Questions to answer ->
1. Return the passage of the Lifelong Learners piece starting with "Don’t know much" and going on through "knew very little.", copied word for word.
2. In one to three sentences, explain why, according to the Lifelong Learners piece, the writer had no need to worry about knowing very little about the Peloponnesian War.

Given text ->
Don’t know much about history? Help is on the way! I recently attended a session of Lifelong Learners at Harper Library in Southport on Ancient Greek civilization. The program consisted of a DVD presentation about the Peloponnesian War–about which I knew very little.

No need to worry: The professor on the DVD explained the origins of the war (no, not Athens versus Sparta) and the inter-relationships between trade, philosophy, medicine, and tradition, building on the historical commentary of Thucydides, one of the first historians to eschew “fake news” and sentiment in favor of objective, factual reporting. 

Like a Greek tragedy, Thucydides’ account shows – rather than tells – the perils of ambition, hubris, recklessness, and other human failings that have led to disastrous outcomes since the dawn of time. There are many surprising parallels between this fifth-century narrative and politics today. 

The dozen attendees, most of whom had attended prior episodes in this lecture series and lecture programs on other diverse topics watched each half-hour lecture, then shared their thoughts and reactions. I was surprised to see how readily I was able to offer my opinions, and how well they were received. There’s no “right time” to join a program like this. Just show up with an open mind, and you will do just fine.

Dataset records ->

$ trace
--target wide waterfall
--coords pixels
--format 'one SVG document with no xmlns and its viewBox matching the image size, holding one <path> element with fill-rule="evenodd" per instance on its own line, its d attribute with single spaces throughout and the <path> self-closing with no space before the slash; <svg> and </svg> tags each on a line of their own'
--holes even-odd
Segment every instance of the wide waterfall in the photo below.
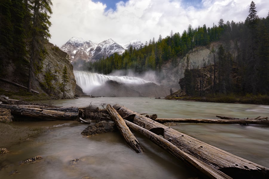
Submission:
<svg viewBox="0 0 269 179">
<path fill-rule="evenodd" d="M 151 82 L 136 77 L 113 76 L 81 71 L 74 70 L 74 74 L 77 84 L 81 87 L 84 93 L 87 94 L 89 94 L 94 88 L 104 84 L 108 80 L 137 85 Z"/>
</svg>

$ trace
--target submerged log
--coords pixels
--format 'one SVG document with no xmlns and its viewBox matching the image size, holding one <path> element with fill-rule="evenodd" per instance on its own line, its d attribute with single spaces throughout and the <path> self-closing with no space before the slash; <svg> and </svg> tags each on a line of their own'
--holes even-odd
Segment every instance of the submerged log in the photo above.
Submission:
<svg viewBox="0 0 269 179">
<path fill-rule="evenodd" d="M 144 149 L 140 145 L 139 142 L 130 130 L 123 119 L 115 109 L 108 104 L 107 105 L 106 109 L 113 120 L 116 123 L 117 127 L 127 144 L 137 153 L 144 152 Z"/>
<path fill-rule="evenodd" d="M 240 119 L 241 120 L 259 120 L 266 119 L 266 120 L 268 119 L 268 117 L 261 117 L 259 116 L 256 118 L 249 118 L 248 117 L 247 119 L 240 119 L 239 118 L 234 118 L 234 117 L 227 117 L 226 116 L 216 116 L 219 117 L 222 119 L 229 119 L 231 120 L 238 120 Z"/>
<path fill-rule="evenodd" d="M 166 126 L 119 105 L 113 106 L 126 120 L 153 132 L 195 158 L 234 178 L 269 178 L 269 168 L 236 156 Z"/>
<path fill-rule="evenodd" d="M 132 129 L 143 135 L 155 144 L 168 151 L 178 158 L 196 169 L 202 174 L 209 178 L 218 179 L 232 178 L 223 172 L 183 152 L 174 145 L 160 136 L 128 121 L 125 119 L 124 120 L 127 125 Z"/>
<path fill-rule="evenodd" d="M 269 124 L 269 121 L 262 120 L 259 119 L 205 119 L 184 118 L 157 118 L 154 120 L 160 123 L 165 122 L 181 122 L 182 123 L 206 123 L 209 124 Z"/>
<path fill-rule="evenodd" d="M 71 113 L 39 108 L 21 107 L 17 105 L 0 104 L 0 108 L 10 109 L 11 114 L 47 120 L 74 120 L 78 119 L 79 113 Z"/>
</svg>

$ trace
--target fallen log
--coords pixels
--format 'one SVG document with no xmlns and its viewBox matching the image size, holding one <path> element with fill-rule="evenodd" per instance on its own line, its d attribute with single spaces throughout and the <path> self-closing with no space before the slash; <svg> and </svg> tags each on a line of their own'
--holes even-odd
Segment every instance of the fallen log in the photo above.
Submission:
<svg viewBox="0 0 269 179">
<path fill-rule="evenodd" d="M 262 124 L 269 125 L 269 121 L 258 119 L 205 119 L 184 118 L 157 118 L 155 121 L 163 123 L 165 122 L 180 122 L 182 123 L 206 123 L 208 124 Z"/>
<path fill-rule="evenodd" d="M 256 118 L 249 118 L 248 117 L 247 119 L 240 119 L 239 118 L 234 118 L 234 117 L 227 117 L 226 116 L 216 116 L 216 117 L 219 117 L 220 119 L 228 119 L 230 120 L 235 120 L 237 119 L 240 119 L 240 120 L 255 120 L 255 119 L 258 119 L 258 120 L 262 120 L 262 119 L 266 119 L 267 120 L 267 119 L 268 119 L 268 117 L 261 117 L 260 116 L 259 116 L 258 117 L 256 117 Z"/>
<path fill-rule="evenodd" d="M 16 85 L 16 86 L 19 86 L 20 87 L 21 87 L 21 88 L 23 88 L 24 89 L 28 89 L 28 88 L 26 87 L 26 86 L 23 86 L 22 85 L 21 85 L 19 84 L 18 84 L 18 83 L 15 83 L 13 82 L 12 82 L 12 81 L 9 81 L 7 80 L 6 80 L 5 79 L 4 79 L 4 78 L 0 78 L 0 80 L 1 80 L 3 81 L 4 81 L 5 82 L 6 82 L 7 83 L 10 83 L 10 84 L 12 84 L 12 85 Z M 37 94 L 39 94 L 39 92 L 38 91 L 35 91 L 34 90 L 33 90 L 32 89 L 31 89 L 31 91 L 32 92 L 33 92 L 34 93 L 35 93 Z"/>
<path fill-rule="evenodd" d="M 142 153 L 144 149 L 139 142 L 130 130 L 129 128 L 115 109 L 109 104 L 107 105 L 106 110 L 117 126 L 117 127 L 123 137 L 125 142 L 136 153 Z"/>
<path fill-rule="evenodd" d="M 84 123 L 86 123 L 86 124 L 90 124 L 90 122 L 89 122 L 88 121 L 85 121 L 84 119 L 82 119 L 81 117 L 79 117 L 79 120 L 82 122 L 84 122 Z"/>
<path fill-rule="evenodd" d="M 26 117 L 46 120 L 70 120 L 78 119 L 79 113 L 59 110 L 21 107 L 17 105 L 0 104 L 0 108 L 10 109 L 11 114 L 20 117 Z"/>
<path fill-rule="evenodd" d="M 269 178 L 269 168 L 166 126 L 122 106 L 116 104 L 113 107 L 124 119 L 162 135 L 184 152 L 233 178 Z"/>
<path fill-rule="evenodd" d="M 143 135 L 155 144 L 168 151 L 181 160 L 196 168 L 202 174 L 209 178 L 218 179 L 232 178 L 223 172 L 183 152 L 159 136 L 128 121 L 124 120 L 127 125 L 132 129 Z"/>
</svg>

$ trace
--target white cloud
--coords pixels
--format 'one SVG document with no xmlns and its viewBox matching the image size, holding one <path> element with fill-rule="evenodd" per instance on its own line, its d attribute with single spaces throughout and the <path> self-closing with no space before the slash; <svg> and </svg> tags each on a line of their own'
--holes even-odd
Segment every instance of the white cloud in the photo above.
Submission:
<svg viewBox="0 0 269 179">
<path fill-rule="evenodd" d="M 176 0 L 130 0 L 105 11 L 105 4 L 90 0 L 53 0 L 50 41 L 60 46 L 71 37 L 100 41 L 111 38 L 121 43 L 138 39 L 143 43 L 169 35 L 172 30 L 182 34 L 189 24 L 212 27 L 222 18 L 225 22 L 244 21 L 251 1 L 203 0 L 196 8 Z M 266 17 L 269 3 L 255 1 L 260 17 Z M 197 7 L 198 7 L 198 6 Z"/>
</svg>

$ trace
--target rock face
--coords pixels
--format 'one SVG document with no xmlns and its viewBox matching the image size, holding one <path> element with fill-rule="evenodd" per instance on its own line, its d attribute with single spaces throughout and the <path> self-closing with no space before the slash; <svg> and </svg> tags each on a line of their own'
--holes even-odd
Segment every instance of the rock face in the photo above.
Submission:
<svg viewBox="0 0 269 179">
<path fill-rule="evenodd" d="M 116 129 L 115 123 L 102 121 L 89 126 L 81 133 L 81 135 L 89 136 L 114 131 Z"/>
<path fill-rule="evenodd" d="M 46 42 L 45 47 L 47 52 L 45 59 L 42 63 L 43 67 L 36 74 L 32 83 L 32 89 L 40 93 L 42 98 L 49 97 L 51 99 L 60 99 L 63 93 L 60 89 L 60 84 L 62 82 L 62 76 L 64 67 L 67 68 L 69 81 L 66 84 L 65 92 L 65 98 L 73 98 L 76 95 L 76 82 L 73 71 L 73 66 L 67 58 L 67 54 L 62 51 L 59 47 L 48 42 Z M 27 86 L 28 84 L 28 69 L 27 64 L 21 68 L 21 70 L 16 70 L 14 64 L 12 62 L 5 67 L 4 75 L 1 77 L 10 81 Z M 50 72 L 51 78 L 47 78 L 48 72 Z M 48 83 L 47 79 L 49 79 Z M 25 90 L 22 91 L 21 87 L 0 81 L 1 88 L 3 90 L 13 92 L 20 95 L 25 95 Z"/>
<path fill-rule="evenodd" d="M 12 122 L 10 110 L 0 108 L 0 122 Z"/>
<path fill-rule="evenodd" d="M 162 97 L 170 94 L 170 88 L 154 83 L 141 85 L 127 84 L 110 80 L 91 92 L 94 96 Z"/>
</svg>

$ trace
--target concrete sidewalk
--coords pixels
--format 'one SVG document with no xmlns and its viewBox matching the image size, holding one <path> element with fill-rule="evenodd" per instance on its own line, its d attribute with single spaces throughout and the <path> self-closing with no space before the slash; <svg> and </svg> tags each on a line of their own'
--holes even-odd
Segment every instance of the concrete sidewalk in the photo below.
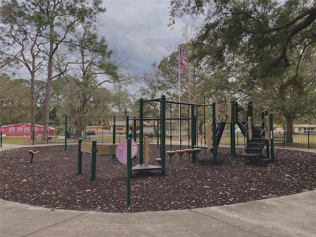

Answers for the tasks ->
1.
Don’t know much about history? Help is on the way! I recently attended a session of Lifelong Learners at Harper Library in Southport on Ancient Greek civilization. The program consisted of a DVD presentation about the Peloponnesian War–about which I knew very little.

2. The professor on the DVD explained the war's origins and the inter-relationships between trade, philosophy, medicine, and tradition. The explanation built on the historical commentary of Thucydides.